## begin SUPPLIED DATA
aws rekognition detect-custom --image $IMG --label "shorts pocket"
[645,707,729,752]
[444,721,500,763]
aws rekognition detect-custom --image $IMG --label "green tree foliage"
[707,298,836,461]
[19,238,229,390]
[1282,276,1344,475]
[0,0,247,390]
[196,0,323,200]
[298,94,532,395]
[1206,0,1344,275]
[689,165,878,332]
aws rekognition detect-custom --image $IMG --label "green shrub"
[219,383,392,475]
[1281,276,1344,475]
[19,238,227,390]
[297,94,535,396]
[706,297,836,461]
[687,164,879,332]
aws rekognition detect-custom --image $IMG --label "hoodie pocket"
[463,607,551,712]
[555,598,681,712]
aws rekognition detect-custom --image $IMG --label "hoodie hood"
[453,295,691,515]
## end SUPPLIED DATA
| STATED TASK |
Edit the entries above so that each "hoodie" becomes "sweatshirt", with every other line and character kept the same.

| RESPONSE |
aws rekognition detect-custom --image $IMG --label "shorts pocket"
[645,707,729,752]
[444,721,500,763]
aws rekognition detect-custom --image $IMG --label "green tree foliage"
[707,298,836,461]
[19,238,229,390]
[1282,276,1344,475]
[0,0,247,390]
[196,0,323,200]
[298,94,532,395]
[1206,0,1344,275]
[689,165,878,332]
aws rekognition detect-custom --image $IMG --label "green shrub"
[219,383,392,475]
[1281,276,1344,475]
[19,238,227,390]
[297,94,535,396]
[706,297,836,461]
[687,164,879,332]
aws rekognition detect-custom --image $IMG --label "sweatshirt pocket"
[463,607,551,712]
[555,598,681,712]
aws rekognition detect-custom --image $IMG --label "sweatshirt hood"
[453,295,691,515]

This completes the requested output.